▶ [TEXTO APRESENTADO]:
SAY THE NAME: SUPER RUGBY
A marca Super Rugby não pertence individualmente a nenhuma das nações participantes na competição. Não é da Nova Zelândia, nem da Austrália, nem da África do Sul… é da SANZAAR, ou seja, é de todos e de ninguém ao mesmo tempo. A África do Sul pode perfeitamente vetar a continuação do uso da marca pela Nova Zelândia caso deseje, levando o assunto para os trâmites legais, iniciando uma autêntica guerra comercial que merece ser disputada, até porque não há dúvidas que a combinação de palavras “Super Rugby” vende.
A África do Sul pode até se juntar ao PRO14 e conseguir convencer a direção dessa competição a alterar o nome para “Super Rugby: PRO16/18”, mudando toda a atenção para si e tirando essa característica ao projecto trans-tasman. Mark Robinson, os consultores que fizeram o tal report e a velha guarda que estiveram por detrás desta decisão, não têm noção das complicações que poderão vir a surgir no futuro, pondo em marcha uma luta por poderes locais e internacionais, que pode vir destruir por completo com tudo o que de bom foi alcançado pelo Super Rugby.
Entre os vários comentários e críticas que foram professadas por comentadores, adeptos e lendas, é que o Super Rugby era uma confusão e não fazia sentido. E a resposta é simples: leiam, entendam o que era o sistema competitivo e percebam que dava tudo aquilo que se quer ver num desporto físico e emotivo: troca de filosofias de jogo, jogadores de âmbitos diferentes e uma partilha de informações que ofereceram ao Hemisfério Sul algum domínio durante uma parte deste século XXI, a nível de selecções. O problema do Super Rugby, que se aguçou nos últimos anos, era o factor económico e de calendário.

▶ [INFORMAÇÃO FORNECIDA]:
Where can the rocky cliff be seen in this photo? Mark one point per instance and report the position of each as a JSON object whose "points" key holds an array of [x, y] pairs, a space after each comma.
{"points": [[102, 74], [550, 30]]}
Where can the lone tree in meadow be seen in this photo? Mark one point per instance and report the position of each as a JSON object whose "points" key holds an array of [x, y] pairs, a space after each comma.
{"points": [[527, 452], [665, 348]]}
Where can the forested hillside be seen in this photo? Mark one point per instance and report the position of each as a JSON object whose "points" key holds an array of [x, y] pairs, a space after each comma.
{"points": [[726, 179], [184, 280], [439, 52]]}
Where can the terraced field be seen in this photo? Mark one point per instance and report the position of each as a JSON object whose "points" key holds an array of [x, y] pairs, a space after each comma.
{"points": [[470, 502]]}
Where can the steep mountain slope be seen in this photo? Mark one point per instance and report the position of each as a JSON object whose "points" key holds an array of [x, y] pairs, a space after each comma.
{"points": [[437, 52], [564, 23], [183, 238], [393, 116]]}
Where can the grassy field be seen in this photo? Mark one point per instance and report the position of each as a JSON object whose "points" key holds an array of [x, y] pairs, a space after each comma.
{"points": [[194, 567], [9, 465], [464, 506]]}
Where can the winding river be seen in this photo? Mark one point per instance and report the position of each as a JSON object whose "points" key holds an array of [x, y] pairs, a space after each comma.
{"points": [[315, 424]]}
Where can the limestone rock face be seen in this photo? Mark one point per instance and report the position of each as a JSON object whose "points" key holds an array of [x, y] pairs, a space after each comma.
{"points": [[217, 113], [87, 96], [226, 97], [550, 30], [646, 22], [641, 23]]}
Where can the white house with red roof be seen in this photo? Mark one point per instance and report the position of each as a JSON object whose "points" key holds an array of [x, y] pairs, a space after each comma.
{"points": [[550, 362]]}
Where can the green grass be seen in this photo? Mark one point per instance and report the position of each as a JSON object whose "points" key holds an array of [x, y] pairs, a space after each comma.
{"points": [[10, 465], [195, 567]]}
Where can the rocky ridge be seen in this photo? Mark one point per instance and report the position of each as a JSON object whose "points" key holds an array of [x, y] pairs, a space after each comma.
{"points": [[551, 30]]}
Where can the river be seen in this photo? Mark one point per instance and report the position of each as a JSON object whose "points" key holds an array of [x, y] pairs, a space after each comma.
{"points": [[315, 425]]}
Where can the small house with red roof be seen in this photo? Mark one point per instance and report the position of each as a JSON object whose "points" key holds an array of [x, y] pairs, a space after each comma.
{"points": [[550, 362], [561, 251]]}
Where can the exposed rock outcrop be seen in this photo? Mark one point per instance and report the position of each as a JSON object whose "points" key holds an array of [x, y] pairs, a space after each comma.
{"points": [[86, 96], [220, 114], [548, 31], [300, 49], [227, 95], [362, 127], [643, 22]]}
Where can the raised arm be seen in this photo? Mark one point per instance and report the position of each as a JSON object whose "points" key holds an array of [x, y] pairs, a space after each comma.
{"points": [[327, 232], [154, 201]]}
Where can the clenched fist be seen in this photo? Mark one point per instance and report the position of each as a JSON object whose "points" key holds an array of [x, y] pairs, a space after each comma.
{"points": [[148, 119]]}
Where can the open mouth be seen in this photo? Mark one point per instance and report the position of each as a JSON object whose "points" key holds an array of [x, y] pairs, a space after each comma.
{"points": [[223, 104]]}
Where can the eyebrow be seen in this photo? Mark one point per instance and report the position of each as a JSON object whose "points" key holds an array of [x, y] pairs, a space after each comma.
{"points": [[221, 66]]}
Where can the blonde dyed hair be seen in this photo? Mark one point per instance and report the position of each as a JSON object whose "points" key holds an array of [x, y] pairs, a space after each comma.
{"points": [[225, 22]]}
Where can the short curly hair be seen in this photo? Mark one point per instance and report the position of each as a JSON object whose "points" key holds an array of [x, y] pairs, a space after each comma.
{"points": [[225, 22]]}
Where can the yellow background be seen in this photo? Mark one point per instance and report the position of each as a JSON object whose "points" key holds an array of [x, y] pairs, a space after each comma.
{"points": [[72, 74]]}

▶ [TAREFA 1]: Indique todos os elementos que, segundo o texto sobre o Super Rugby, o sistema competitivo dava a um desporto físico e emotivo.
▶ [TAREFA 2]:
Responda, com base no texto sobre o Super Rugby:
(a) A quem pertence a marca Super Rugby?
(b) Que nome poderia o PRO14 adotar, caso a África do Sul se juntasse a essa competição?
(c) Que problemas do Super Rugby se aguçaram nos últimos anos?
▶ [TAREFA 3]: Prossiga o texto sobre a marca Super Rugby a partir da última frase apresentada.

▶ [RESPOSTA 1]:
- Troca de filosofias de jogo
- Jogadores de âmbitos diferentes
- Partilha de informações

▶ [RESPOSTA 2]:
(a) À SANZAAR.
(b) "Super Rugby: PRO16/18".
(c) O factor económico e o de calendário.

▶ [RESPOSTA 3]:
Economicamente as federações e franquias estavam a ter pouco retorno para o investimento realizado, e isto se deveu à fraca comercialização da competição e de como internamente o produto foi vendido, com preços exorbitantes tanto nos bilhetes, ou de escolha de estádios demasiado “grandes” – ou seja, mais custos – quando podiam optar por actuar em terrenos de jogo mais “reduzidos” – como fazem os Crusaders ou Chiefs, por exemplo. E o calendário, ou antes, os horários que eram tóxicos para o público que estava dentro da competição, com os adeptos argentinos a terem que acordar ou se deitar a horas nada atractivas, não vendo os jogos em directo e assim não se expandindo o produto, algo que pode ser igualmente partilhado com cada uma das nações envolvidas nesta liga trans-continental.
Nunca houve solidariedade, consenso ou tentativa de criar uma certa igualdade partilhada por todos os participantes, optando-se pelo caminho do conflito pouco saudável que precipitou divisões e discórdias, quando era fundamental que se passasse o contrário. E esta crítica também tem de ser partilhada para com o público de cada nação, que na sua larga maioria optaram por ter um discurso supra-nacionalista que no mundo globalizado de hoje não faz sentido, ainda por mais quando a Nova Zelândia vive das exportações e turismo, não podendo se fechar sobre si e viver pacificamente no seu canto.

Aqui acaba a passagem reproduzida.